**Requirements**. Set down every record once more, exactly as given.

**Task data**.
* * * * * * *

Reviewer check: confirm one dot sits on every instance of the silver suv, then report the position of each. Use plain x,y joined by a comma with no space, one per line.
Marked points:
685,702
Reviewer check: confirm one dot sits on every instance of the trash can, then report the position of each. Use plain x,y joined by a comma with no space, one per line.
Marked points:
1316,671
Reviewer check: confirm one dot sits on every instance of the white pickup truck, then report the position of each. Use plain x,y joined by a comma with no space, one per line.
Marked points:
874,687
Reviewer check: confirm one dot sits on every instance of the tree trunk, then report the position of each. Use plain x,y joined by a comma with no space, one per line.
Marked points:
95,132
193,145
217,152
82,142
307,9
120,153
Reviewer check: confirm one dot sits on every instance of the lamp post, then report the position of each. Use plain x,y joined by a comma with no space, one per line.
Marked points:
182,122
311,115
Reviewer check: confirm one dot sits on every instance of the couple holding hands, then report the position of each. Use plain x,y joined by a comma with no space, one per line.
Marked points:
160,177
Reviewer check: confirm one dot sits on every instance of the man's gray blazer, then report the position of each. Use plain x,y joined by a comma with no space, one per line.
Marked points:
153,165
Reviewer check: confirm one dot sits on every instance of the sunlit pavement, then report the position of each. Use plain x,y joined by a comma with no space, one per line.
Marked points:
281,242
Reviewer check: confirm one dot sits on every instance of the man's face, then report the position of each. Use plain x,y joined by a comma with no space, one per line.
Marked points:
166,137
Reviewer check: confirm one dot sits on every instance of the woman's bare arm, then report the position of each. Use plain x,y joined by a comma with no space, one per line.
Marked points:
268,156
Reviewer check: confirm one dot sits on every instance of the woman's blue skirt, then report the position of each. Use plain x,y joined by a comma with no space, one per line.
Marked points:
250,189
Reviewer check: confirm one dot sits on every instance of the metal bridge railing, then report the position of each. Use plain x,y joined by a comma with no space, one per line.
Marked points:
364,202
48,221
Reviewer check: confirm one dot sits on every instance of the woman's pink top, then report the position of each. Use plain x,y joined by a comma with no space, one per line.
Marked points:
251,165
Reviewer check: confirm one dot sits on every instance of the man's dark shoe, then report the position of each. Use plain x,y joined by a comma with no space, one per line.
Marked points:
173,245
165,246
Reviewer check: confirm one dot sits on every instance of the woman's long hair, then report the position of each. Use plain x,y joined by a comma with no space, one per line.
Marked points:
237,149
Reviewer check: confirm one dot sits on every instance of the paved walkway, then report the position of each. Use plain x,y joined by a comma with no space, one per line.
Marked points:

* * * * * * *

**Solution below**.
Reviewer check: confirm one dot sits on every instance of the silver suv, then report the position of each. Use plain x,y joined by a comma with no space, one per line.
Marked points:
685,702
Reviewer check: confirm one dot sits on every instance of the trash can, then report the position of each. Use plain x,y joined by a comma with no space, one per line.
Marked points:
1316,671
Reviewer check: confirm one dot sits on every instance of the white pickup truck, then report the position of each. Use plain x,y joined by a comma with no space, one per line.
Marked points:
874,687
Reviewer check: confirm one dot sits on every instance of the tree trunk, then report the position of each. Use plain x,y joined by a comma with no space, one per line.
Marked points:
95,132
193,145
217,152
82,142
307,9
120,153
Reviewer check: confirm one dot sits on every instance of the lamp post, then report the position of each. Use plain x,y joined by a comma with no space, one per line.
Marked points:
182,122
311,115
Reviewer check: confirm one dot sits on every instance of the couple holding hands, then report the position of each. Use plain x,y joined by a comma with no space, one per line.
Marked points:
160,177
Reviewer check: confirm one dot sits on every instance of the man's gray blazer, then report the position of each. Use plain x,y joined by a comma with no space, one per line.
Marked points:
153,165
Reviewer check: confirm one dot sits on every instance of the sunlit pavement, then report the position of each. Use plain x,y joined by a comma with no space, one per line.
Marked points:
281,242
Reviewer check: confirm one dot sits on every instance of the man's face, then report the position of each. Use plain x,y joined by a comma with no space, one per line.
Marked points:
166,137
Reviewer check: confirm one dot sits on every instance of the woman's bare arm, then report the position of each. Use plain x,y joined by a comma with no space, one per line.
Marked points:
268,156
Reviewer check: confirm one dot sits on every instance of the woman's blue skirt, then report the position of each. Use plain x,y joined by a comma with no space, one per line.
Marked points:
250,189
Reviewer check: confirm one dot sits on every instance of the metal bridge railing, then report the position of each. Use plain x,y joined by a comma with no space, one per line.
Marked points:
364,202
48,221
Reviewer check: confirm one dot sits on every instance of the woman's pink top, then report the position of each. Use plain x,y joined by a comma with no space, one per line.
Marked points:
251,165
Reviewer check: confirm one dot sits on every instance of the man's dark shoe, then report the position of each. Use plain x,y joined by a comma with no space, one per line.
Marked points:
173,245
165,246
Reviewer check: confirm one dot sits on every instance of the woman's long hair, then report the position of each. Use plain x,y joined by a comma with no space, one per line.
Marked points:
237,149
Reviewer check: confirm one dot sits on every instance of the paved walkway, then report the position of each. Use plain x,y joined by a comma with no space, one per line.
Marked points:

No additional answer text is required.